## Tarefa escrita A
No texto sobre o recurso de IRS, em que data foi apresentada a petição inicial?
## Tarefa escrita B
Imprima, sem mudar nada, o trecho do texto sobre o recurso de IRS que começa em "Não foram apresentadas" e acaba em "total de tributação.".
## Tarefa escrita C
Continue o texto sobre o recurso de IRS a partir do ponto em que ele termina.

## Texto apresentado
○ ○ ○ ○ ○

F. Se bem se vê a questão, o que, efetivamente, releva para a transmitente é o momento da sua aquisição, portanto, ser anterior, ou ulterior a 01.10.1989 e, no caso dos autos é anterior, pelo que, ressalvado o devido respeito, não pode haver tributação;

G. Mesmo que assim não fosse, pretende a Administração Tributária cobrar juros compensatórios que diz vencidos em 01.01.2008, quando os mesmos não são desde aí devidos, já que, só em meados de 2009 seria devido tributo pretendido cobrar, uma vez que a Escritura Pública de alienação foi outorgada em 09.04.2008 e, como é sabido, o imposto, apenas, é devido no ano subsequente;

H. A decisão sindicada desvia-se, pois, das normas dos Artºs 2031º, 2032º e 2050º do Código Civil, bem assim do Artº. 68º-A da LGT e circular nº. 21º de 19.10.1992 da Direção dos Serviços do IRS e da Lei criadora da categoria que veio tributar as mais valias, apenas, entrada em vigor em 01.10.1989, cuja validade interpretativa importa repor.

Requereu que seja concedido provimento ao presente recurso revogando-se, por conseguinte, a decisão recorrida.

Não foram apresentadas contra-alegações.

Foi emitido parecer pelo Magistrado do Ministério Público no sentido da procedência do recurso.

A decisão recorrida considerou provados os seguintes factos:

1. Os impugnantes foram objeto de uma inspeção tributária nos termos constantes do relatório constante do PA de fls. 3 a 10.

2. No âmbito da inspeção identificada em 1), foi efetuada uma correção ao IRS do ano de 2008 por se ter entendido que o bem alienado pelos impugnantes não havia sido adquirido na íntegra em 01.02.1987 com o óbito de C………., pelo que não haveria lugar à exclusão total de tributação.

3. Por escritura pública realizada no Cartório Notarial de Estarreja, a impugnante e a mãe, habilitaram-se como únicas e universais herdeiras do falecido, C……….., (facto admitido por acordo).

4. Igualmente por escritura pública de partilha outorgada na Cartório Notarial de Albergaria-a-Velha, os impugnantes e a viúva de C………., partilharam entre si um imóvel inscrito sob o artº Rústico nº 6413, o qual foi adjudicado à impugnante, cfr. fls.13 a 15 do PA.

5. Por escritura pública de compra e venda outorgada em 09.04.2008, os impugnantes venderam o imóvel identificado em 5), pelo preço de € 515.000,00, cfr. fls. 11 a 12 do PA.

6. Dá-se aqui por reproduzida a demonstração da liquidação do IRS e juros compensatórios e constante destes autos de fls. 32 a 33.

7. A petição inicial foi apresentada em 14.05.2012, cfr. fls. 2 e 3 destes autos.

***

Questão objecto de recurso:
1- O momento de aquisição dos bens por sucessão "mortis causa".

○ ○ ○ ○ ○

Entradas de anotação de regiões:

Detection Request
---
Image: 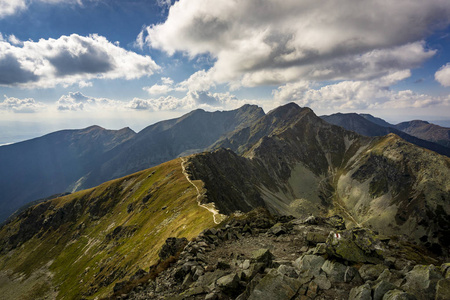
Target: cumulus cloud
[0,95,46,113]
[142,0,450,87]
[273,70,450,110]
[0,0,86,18]
[0,34,160,88]
[56,92,126,111]
[434,63,450,86]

○ ○ ○ ○ ○

## Resposta certa A
Em 14.05.2012.

## Resposta certa B
Não foram apresentadas contra-alegações.

Foi emitido parecer pelo Magistrado do Ministério Público no sentido da procedência do recurso.

A decisão recorrida considerou provados os seguintes factos:

1. Os impugnantes foram objeto de uma inspeção tributária nos termos constantes do relatório constante do PA de fls. 3 a 10.

2. No âmbito da inspeção identificada em 1), foi efetuada uma correção ao IRS do ano de 2008 por se ter entendido que o bem alienado pelos impugnantes não havia sido adquirido na íntegra em 01.02.1987 com o óbito de C………., pelo que não haveria lugar à exclusão total de tributação.

## Resposta certa C
Em questão neste recurso está a apreciação sobre se estão verificados os pressupostos da exclusão de tributação em IRS relativamente às mais-valias obtidas pelos impugnantes em resultado da alienação onerosa de um bem imóvel durante o ano de 2008. Decisiva para esta questão é a forma e momento de aquisição do referido imóvel, por parte da impugnante, na sequência de óbito de seu pai, de quem era uma das herdeiras, verificado em 01.02.1987.

Não dispondo o direito tributário de norma própria sobre esta matéria, ao abrigo do disposto no art.º 11.º da Lei Geral Tributária, teremos que nos socorrer das normas de direito sucessório constantes do Código Civil – art.º 2119.º - que estabelece que;« Feita a partilha, cada um dos herdeiros é considerado, desde a abertura da herança, sucessor único dos bens que lhe foram atribuídos, sem prejuízo do disposto quanto a frutos.» e art.º 2031.º - «A sucessão abre-se no momento da morte do seu autor e no lugar do último domicílio dele ».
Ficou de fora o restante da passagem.